> _EXCERPT TO READ_:
---
Annotation [evidence]
    SequenceFeatureAnnotation [start, end, SequenceFeatureOntologyId]

First of all, the "start/end" concept appears at multiple points in
this representation. I don't think it really means anything different
in these contexts from the point of view of a consumer like a map/sequence
viewer, it's just a representation of position (of something) in a coordinate
system (though maybe the identity of the coordinate system is being handled
differently in the different places?, e.g. reference to DNASequence for
Polymorphism, reference to Chromosome for GeneModel?). So, if we "factor
out" this "data unit", we have the notion of something located, independent
of whether it has a "type" or "evidence" or a "sequence", etc.
So, if I am a new provider of data coming into MOBY, I may have positional
information of some sort, and that's good enough to make a meaningful
statement about my data, without me needing to worry about whether it
maps better onto the concept of a GeneModel or a SequenceFeatureAnnotation.

Now, let's look at the "evidence" property of Annotation and the
"inheritance" relationship between Annotation and SequenceFeatureAnnotation.
Is it the case that every Annotation must have an "evidence", and
therefore every SequenceFeature must also? Would an "evidence" associated with
a Polymorphism something different from an "evidence" associated with
an Annotation, or does that mean that a Polymorphism with evidence would
be an Annotation? Why don't we just say that there is some notion of "evidence"
that may be associated with things, without implying anything about their
"TYPE"? Furthermore, if I had data with a "start/end" and a
"SequenceFeatureOntologyId" (not really sure what that is), but no "evidence",
what does that make it, "ontologically"? Does anyone really care, or should
we simply look at the orthogonal, primitive "data units" such as "position"
and "evidence", and let the decisions about what it "means" to have a
certain combination of these be up to the consumer?

To my way of thinking, "evidence" is one concept, "location" (start/end)
is an orthogonal concept. A "consumer" such as a map viewer does not need
to understand "evidence" in order to handle "location"; similarly, a
component that "handles evidence" doesn't need to understand "location".
I don't think that's very controversial. The controversy seems to
arise when you take away the "higher level types" that represent someone's
idea of "meaningful object classes" in terms of certain combinations of
these pieces of information. But it's these "higher level types" that
seem to be so difficult to get people to agree on!
---
> _DATASET_:
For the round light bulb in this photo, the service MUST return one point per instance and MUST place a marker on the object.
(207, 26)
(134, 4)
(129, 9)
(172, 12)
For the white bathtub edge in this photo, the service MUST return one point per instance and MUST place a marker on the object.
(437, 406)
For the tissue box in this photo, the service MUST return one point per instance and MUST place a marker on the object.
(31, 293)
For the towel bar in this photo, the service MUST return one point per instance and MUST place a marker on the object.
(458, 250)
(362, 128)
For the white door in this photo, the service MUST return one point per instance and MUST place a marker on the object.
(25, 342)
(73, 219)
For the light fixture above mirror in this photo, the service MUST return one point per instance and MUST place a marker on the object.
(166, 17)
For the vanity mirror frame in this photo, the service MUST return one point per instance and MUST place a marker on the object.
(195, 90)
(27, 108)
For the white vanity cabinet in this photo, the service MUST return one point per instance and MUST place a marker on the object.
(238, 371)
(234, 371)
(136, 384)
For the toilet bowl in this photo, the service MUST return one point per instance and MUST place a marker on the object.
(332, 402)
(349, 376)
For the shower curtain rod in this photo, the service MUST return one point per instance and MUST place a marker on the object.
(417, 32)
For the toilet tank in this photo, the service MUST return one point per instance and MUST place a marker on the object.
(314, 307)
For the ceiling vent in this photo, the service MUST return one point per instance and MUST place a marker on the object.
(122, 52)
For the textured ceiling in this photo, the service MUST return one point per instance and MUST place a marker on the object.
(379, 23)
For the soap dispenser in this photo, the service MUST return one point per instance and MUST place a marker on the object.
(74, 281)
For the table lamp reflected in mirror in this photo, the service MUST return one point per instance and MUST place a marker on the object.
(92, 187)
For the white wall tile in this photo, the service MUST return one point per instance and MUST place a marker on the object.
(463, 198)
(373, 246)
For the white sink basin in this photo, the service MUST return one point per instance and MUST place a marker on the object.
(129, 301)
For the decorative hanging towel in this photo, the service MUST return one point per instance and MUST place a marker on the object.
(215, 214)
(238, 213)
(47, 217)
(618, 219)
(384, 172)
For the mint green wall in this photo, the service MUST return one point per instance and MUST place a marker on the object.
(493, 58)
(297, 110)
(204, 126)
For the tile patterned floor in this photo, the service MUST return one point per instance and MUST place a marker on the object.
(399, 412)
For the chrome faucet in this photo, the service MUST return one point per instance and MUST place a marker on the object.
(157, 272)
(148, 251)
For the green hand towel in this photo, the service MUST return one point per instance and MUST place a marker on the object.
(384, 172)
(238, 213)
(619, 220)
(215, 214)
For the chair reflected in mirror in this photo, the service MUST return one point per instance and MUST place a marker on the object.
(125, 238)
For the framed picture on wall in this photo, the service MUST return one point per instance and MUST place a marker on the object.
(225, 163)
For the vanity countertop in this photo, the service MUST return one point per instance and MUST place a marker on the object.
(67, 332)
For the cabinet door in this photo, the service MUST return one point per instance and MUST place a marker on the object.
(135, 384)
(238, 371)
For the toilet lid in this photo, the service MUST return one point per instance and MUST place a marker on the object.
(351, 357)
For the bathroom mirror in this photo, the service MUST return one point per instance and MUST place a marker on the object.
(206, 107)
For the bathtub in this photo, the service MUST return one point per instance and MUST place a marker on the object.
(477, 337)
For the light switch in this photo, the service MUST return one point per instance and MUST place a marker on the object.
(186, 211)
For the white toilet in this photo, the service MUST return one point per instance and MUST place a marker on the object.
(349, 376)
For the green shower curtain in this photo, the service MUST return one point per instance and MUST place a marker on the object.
---
Copy the excerpt between "I don't think that's" and "to agree on!", inclusive, and switch "controversy" to "disagreement". The items stand apart from the excerpt and are separate material.

> _WRITTEN REPLY_:
I don't think that's very controversial. The disagreement seems to
arise when you take away the "higher level types" that represent someone's
idea of "meaningful object classes" in terms of certain combinations of
these pieces of information. But it's these "higher level types" that
seem to be so difficult to get people to agree on!